▸ **Stored data**
§ §

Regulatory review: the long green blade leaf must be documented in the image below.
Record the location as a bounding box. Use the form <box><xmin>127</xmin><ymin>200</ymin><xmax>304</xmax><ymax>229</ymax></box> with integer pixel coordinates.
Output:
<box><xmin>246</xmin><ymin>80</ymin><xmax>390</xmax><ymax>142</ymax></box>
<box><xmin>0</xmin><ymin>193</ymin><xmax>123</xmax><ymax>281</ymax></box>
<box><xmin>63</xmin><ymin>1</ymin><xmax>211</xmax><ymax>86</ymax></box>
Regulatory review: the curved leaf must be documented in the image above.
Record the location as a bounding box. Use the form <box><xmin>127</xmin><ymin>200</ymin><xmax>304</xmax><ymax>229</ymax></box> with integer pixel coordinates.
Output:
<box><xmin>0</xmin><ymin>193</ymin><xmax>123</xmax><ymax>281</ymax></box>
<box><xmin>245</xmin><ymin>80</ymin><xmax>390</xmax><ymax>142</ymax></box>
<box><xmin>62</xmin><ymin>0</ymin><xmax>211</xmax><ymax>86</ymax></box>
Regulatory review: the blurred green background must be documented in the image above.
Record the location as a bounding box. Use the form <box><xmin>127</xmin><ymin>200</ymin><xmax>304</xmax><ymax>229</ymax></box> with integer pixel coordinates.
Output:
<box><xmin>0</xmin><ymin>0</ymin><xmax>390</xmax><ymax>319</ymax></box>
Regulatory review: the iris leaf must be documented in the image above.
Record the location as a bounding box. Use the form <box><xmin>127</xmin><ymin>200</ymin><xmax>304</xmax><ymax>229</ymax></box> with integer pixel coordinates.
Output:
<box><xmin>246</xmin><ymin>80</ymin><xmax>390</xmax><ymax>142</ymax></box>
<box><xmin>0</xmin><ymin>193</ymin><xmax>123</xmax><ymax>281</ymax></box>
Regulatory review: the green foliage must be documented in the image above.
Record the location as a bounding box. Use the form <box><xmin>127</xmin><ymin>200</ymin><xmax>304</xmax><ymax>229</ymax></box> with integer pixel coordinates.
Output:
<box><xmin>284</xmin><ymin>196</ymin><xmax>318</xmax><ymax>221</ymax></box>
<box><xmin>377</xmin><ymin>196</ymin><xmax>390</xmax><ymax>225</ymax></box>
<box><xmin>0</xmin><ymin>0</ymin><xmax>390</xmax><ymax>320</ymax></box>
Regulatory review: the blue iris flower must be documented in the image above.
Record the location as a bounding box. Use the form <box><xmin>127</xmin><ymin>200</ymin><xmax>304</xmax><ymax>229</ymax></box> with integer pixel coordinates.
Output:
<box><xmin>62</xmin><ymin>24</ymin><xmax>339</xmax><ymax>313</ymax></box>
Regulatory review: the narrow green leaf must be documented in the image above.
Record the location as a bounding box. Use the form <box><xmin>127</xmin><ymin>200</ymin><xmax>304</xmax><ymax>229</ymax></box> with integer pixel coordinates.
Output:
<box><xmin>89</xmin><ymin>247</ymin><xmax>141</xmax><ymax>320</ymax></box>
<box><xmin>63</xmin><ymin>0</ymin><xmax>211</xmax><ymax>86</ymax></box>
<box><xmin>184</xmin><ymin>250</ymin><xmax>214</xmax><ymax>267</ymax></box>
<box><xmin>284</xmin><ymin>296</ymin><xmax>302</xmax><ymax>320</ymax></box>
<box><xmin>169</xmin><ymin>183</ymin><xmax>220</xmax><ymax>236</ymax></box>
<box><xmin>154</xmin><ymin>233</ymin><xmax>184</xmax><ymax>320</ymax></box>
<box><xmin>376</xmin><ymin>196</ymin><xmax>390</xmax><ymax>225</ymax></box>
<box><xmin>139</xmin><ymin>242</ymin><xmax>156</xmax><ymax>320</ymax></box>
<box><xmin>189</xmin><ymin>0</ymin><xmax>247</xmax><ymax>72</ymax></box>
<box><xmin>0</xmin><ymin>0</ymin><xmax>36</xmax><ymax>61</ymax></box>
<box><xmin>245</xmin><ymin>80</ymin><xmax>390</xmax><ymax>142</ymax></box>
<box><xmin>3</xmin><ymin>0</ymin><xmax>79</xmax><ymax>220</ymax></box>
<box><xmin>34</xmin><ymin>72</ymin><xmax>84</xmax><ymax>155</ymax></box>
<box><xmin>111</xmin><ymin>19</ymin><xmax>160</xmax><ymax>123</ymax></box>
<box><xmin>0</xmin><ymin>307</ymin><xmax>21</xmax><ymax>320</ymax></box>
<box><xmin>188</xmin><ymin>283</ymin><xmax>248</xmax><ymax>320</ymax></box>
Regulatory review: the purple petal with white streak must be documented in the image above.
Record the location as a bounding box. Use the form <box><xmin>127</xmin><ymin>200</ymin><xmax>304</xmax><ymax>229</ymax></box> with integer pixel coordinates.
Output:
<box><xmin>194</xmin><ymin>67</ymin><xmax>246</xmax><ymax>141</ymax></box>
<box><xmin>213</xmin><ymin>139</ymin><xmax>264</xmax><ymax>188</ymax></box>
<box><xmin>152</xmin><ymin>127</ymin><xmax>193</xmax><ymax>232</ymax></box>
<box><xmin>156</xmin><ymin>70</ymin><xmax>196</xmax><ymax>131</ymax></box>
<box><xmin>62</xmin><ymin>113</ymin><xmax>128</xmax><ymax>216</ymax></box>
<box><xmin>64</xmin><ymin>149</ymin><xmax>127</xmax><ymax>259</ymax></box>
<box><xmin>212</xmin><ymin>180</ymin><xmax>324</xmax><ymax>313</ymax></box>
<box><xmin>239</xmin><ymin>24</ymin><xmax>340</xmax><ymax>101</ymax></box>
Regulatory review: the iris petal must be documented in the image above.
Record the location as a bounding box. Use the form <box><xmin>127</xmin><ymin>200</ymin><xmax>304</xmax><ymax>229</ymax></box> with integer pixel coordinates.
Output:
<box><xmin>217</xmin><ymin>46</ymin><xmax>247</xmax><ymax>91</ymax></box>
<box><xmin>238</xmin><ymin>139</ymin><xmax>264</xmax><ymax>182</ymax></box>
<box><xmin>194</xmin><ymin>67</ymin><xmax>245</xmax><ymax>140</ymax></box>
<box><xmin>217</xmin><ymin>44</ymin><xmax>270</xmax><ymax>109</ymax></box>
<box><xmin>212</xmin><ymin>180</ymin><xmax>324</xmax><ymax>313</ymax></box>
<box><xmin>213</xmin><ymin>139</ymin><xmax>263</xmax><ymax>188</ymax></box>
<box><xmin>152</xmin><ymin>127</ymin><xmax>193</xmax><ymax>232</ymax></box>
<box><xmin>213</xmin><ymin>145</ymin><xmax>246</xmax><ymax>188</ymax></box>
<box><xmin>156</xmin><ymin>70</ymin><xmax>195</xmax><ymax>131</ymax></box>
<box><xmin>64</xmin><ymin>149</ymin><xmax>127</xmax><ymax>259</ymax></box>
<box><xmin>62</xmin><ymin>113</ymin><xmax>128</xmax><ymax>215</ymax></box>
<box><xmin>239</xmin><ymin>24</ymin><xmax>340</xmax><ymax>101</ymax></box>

§ §

▸ **Your objective**
How many lines of the items above contain the word "review", matching case exactly? Reply with the number alone.

▸ **Solution to this task**
9